• **Selected excerpt**

In an embodiment, the first camera includes a first GPS receiver configured to output a first GPS signal; the second camera includes a second GPS receiver configured to output a second GPS signal; the first controller employs closed loop feedback using the first GPS signal to execute the first flight path; and the second controller employs closed loop feedback using the second GPS signal to execute the second flight path.

In an embodiment, the first camera includes a first AHRS module configured to output a first AHRS signal; the second camera second AHRS module configured to output a second AHRS signal; the first controller employs closed loop feedback using the first AHRS signal to control the attitude of the first camera; and the second controller employs closed loop feedback using the second AHRS signal to control the attitude of the second camera.

In an embodiment, the first and second GPS signals include a PPS component, and the PPS component is used to synchronize the recording of the first and second images.

In an embodiment, the first image comprises a frame in a first video sequence; the second image comprises a frame in a second video sequence; and the stereoscopic image comprises a composite frame in a stereoscopic video sequence.

In an embodiment, the first and second controllers are configured to coordinate the respective attitudes of the first and second cameras to maintain a substantially constant ratio between: 1) the object distance; and ii) a stereo base distance separating the first and second cameras.

Collected data entries
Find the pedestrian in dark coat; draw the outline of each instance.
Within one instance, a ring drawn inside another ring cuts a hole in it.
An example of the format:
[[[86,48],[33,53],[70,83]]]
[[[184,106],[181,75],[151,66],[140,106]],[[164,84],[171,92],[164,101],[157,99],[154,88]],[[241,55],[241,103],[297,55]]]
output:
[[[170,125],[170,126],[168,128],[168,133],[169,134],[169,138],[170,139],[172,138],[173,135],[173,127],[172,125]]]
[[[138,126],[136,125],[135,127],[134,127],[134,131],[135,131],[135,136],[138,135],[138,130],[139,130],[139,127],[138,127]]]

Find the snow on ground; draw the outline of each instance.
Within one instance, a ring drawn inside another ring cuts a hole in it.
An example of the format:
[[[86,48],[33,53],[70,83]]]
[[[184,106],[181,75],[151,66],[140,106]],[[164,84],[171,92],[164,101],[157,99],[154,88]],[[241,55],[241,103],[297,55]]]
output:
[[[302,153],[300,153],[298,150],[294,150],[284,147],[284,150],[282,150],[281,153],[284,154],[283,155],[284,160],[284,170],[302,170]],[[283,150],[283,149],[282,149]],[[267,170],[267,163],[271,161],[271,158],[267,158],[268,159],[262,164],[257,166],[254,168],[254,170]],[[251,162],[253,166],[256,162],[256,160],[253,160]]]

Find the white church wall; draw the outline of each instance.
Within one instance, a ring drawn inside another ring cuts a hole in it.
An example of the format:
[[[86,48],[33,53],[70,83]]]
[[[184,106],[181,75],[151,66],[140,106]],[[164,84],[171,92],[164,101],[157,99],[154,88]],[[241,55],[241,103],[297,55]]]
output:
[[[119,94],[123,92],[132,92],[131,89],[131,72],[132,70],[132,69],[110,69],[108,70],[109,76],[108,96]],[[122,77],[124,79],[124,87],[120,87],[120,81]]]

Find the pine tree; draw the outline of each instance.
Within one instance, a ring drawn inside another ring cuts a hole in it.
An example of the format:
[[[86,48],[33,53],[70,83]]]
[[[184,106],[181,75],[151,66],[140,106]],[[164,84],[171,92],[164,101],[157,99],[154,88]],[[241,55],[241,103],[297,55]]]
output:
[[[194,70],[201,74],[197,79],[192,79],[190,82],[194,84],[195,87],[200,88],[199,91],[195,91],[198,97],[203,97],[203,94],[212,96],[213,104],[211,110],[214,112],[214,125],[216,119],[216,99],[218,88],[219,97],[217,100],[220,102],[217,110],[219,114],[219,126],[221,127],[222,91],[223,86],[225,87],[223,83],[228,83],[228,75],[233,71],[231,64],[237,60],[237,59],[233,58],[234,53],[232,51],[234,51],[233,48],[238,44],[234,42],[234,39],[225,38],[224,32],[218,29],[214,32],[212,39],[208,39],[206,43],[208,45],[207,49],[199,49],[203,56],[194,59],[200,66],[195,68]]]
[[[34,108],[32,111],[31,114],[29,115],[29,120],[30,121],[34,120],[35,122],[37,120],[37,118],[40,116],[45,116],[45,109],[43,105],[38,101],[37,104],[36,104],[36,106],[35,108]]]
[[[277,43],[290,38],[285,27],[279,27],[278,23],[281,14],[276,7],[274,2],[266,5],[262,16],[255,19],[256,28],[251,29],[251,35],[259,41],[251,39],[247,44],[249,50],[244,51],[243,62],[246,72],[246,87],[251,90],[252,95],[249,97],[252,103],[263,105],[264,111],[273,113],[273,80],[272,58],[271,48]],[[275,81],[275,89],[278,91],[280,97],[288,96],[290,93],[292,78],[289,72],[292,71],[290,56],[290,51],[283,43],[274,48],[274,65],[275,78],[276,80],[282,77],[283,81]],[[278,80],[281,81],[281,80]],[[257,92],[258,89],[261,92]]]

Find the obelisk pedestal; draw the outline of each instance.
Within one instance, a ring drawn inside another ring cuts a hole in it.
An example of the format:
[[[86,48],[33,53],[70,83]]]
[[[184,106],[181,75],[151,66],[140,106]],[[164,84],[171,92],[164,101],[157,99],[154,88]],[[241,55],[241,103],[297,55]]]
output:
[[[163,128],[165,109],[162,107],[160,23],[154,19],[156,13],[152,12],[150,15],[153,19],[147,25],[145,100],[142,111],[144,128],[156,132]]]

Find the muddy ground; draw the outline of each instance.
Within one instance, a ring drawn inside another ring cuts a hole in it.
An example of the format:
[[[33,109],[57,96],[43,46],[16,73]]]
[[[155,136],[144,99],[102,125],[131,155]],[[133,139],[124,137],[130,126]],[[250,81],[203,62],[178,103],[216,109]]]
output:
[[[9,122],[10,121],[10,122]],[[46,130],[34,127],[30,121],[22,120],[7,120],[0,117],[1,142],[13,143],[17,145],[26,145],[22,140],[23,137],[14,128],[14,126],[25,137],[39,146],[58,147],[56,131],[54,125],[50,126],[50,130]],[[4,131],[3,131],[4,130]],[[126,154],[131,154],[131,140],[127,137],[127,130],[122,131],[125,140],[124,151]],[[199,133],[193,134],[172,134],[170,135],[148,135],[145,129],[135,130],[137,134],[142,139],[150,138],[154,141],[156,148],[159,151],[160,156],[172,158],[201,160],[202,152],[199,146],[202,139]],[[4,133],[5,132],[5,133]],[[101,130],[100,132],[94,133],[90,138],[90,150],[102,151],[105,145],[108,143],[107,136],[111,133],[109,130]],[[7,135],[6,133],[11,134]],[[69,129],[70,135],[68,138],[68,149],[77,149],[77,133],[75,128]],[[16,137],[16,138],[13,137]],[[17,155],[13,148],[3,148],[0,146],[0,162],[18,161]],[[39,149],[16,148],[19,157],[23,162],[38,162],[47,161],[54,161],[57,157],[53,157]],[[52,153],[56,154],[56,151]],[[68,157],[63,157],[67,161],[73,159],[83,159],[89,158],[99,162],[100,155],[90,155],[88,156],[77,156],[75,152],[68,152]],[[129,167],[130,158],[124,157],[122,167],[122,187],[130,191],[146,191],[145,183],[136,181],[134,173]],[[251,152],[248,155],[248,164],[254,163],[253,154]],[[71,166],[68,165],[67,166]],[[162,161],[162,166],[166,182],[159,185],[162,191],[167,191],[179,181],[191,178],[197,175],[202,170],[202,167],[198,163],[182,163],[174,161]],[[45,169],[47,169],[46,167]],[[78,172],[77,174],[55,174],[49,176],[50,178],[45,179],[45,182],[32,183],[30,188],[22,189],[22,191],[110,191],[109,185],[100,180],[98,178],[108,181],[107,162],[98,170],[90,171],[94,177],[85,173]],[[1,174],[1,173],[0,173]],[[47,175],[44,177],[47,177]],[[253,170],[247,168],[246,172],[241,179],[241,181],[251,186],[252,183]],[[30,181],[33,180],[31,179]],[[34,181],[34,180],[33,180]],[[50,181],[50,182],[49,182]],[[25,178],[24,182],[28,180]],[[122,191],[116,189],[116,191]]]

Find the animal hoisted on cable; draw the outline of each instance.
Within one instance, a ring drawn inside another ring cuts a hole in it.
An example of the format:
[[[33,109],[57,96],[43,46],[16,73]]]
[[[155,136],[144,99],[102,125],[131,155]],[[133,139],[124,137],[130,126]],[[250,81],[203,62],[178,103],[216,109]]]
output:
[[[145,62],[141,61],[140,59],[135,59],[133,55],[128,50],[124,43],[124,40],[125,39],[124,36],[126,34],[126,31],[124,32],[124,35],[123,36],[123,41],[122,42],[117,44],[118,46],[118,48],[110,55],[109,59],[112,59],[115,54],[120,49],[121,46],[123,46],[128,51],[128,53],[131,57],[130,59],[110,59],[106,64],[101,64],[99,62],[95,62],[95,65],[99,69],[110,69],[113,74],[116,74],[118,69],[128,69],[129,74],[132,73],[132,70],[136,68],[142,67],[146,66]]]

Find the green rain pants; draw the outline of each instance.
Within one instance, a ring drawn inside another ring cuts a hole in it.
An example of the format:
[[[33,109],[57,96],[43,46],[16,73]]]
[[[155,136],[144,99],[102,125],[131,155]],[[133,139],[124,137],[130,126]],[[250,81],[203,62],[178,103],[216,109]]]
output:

• **Required tasks**
- a) Could you duplicate the camera embodiments passage between "In an embodiment, the first image" and "and second cameras.", inclusive?
- b) Can you finish out the next part of the camera embodiments passage, picking up after its final sentence?

• **Results by task**
- a)
In an embodiment, the first image comprises a frame in a first video sequence; the second image comprises a frame in a second video sequence; and the stereoscopic image comprises a composite frame in a stereoscopic video sequence.

In an embodiment, the first and second controllers are configured to coordinate the respective attitudes of the first and second cameras to maintain a substantially constant ratio between: 1) the object distance; and ii) a stereo base distance separating the first and second cameras.

- b)
A method is also provided for using the geospatial position and attitude of a master camera mounted on a master drone to control the geospatial position and attitude of a slave camera mounted on a slave drone, the method comprising the steps of: receiving, at a processor, first GPS coordinates from the first camera; determining, based on the first GPS coordinates, second GPS coordinates to maintain a predetermined ratio between an object distance and a stereo base associated with the first and second cameras; and adjusting a flight path of the slave drone based on the second GPS coordinates.

In an embodiment, the method further includes: receiving, at a processor, first AHRS values associated with the first camera; determining, based on the first AHRS values, second AHRS values to maintain the predetermined ratio; and adjusting the attitude of the second camera based on the second AHRS values.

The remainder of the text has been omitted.